Book critic Christian Burno recommends eight books to read this summer. (Courtesy the publishers)
Book critic Christian Burno recommends eight books to read this summer. (Courtesy the publishers)

It’s getting hot! Finally! Instead of snuggling up inside, it’s time to take our best picnic blankets and a new book to the park. Or a beach. Or the porch. Anywhere outside will do! Time to soak up the season that always feels too short with some good book recommendations that’ll make you wish to spend your days laid out in the sun.

'Good Night, Irene'
By Luis Albert Urrea

This story follows Irene and Dorothy, two friends that are enlisted with the Red Cross during World War II. In Europe, they’re part of an elite group of ladies called Donut Dollies who command military vehicles on the front line. Relocating to France, they join the Allied soldiers and continue on with life and friendship, including finding love and surviving the war. Pulitzer Prize finalist Urrea, who formerly taught writing classes at Harvard University and Massachussets Bay College, tells the tale of women’s heroism.


'Directions to Myself'
By Heidi Julavits

June 27

This nonfiction love letter to Maine from author Heidi Julavits looks back on her childhood in New England as she navigated (literally on a boat in some cases) growing up. She relates this to raising her son in today’s world, and examines what would even qualify her to lead him to be a good person. Meanwhile, the university she teaches at is embroiled in allegations of rape, and she examines the messiness of family, politics and gender. In her quest to prepare her son to live in a world full of contradictions, she’s also on a journey to self-discovery.

⁂

Continue the summer reading recommendations past the entry on 'Directions to Myself'.

- GIVEN MATERIAL -
⁂

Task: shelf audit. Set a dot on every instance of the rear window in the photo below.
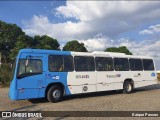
(148, 64)
(60, 63)
(135, 64)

⁂

- ANSWER -
'American Whitelash: A Changing Nation and the Cost of Progress'
By Wesley Lowery

June 27

“American Whitelash” is an in-depth investigation of the cyclical violence of racism and moments of racial progress. Pulitzer Prize-winning journalist Wesley Lowery, a former Boston-area political reporter, focuses on Barack Obama’s presidential win in 2008 as a turning point in American history, and the white backlash that has followed. Lowery is best known for his coverage (and wrongful arrest) covering protests in Ferguson, Missouri in 2014 following the police shooting of Michael Brown, and is a news correspondent at CBS News. This book is a must-read because of his continued rigorous reporting on American politics, the responsibility the federal government has to protect people and how we still possibly can fix the wrongs of the past.


'Money, Power, Respect: How Women in Sports Are Shaping the Future of Feminism'
By Macaela MacKenzie

June 27

Connecticut’s own Macaela MacKenzie uses her deep knowledge from covering women’s equity gaps in sports to compile a book full of women athletes using their platforms for change. In this book are the stats, of course: how much WNBA players make compared to NBA players, how much coverage women’s sports get, etc. There are also exclusive interviews with big names, such as Allyson Felix and Megan Rapinoe. The author paints a fuller picture of what women in sports want and their fight for equality.


'Crook Manifesto'
By Colson Whitehead

July 18

Colson Whitehead has been churning out thoughtful novels for years, and I’m willing to bet this story will be added to his list of Pulitzer Prize-winning works. The Harvard alum continues his Harlem Shuffle saga with this tale, also set in Harlem, that focuses on characters in the 1970s. It’s a dark comedy that involves old friends who get in and out of seedy situations in order to help their families out.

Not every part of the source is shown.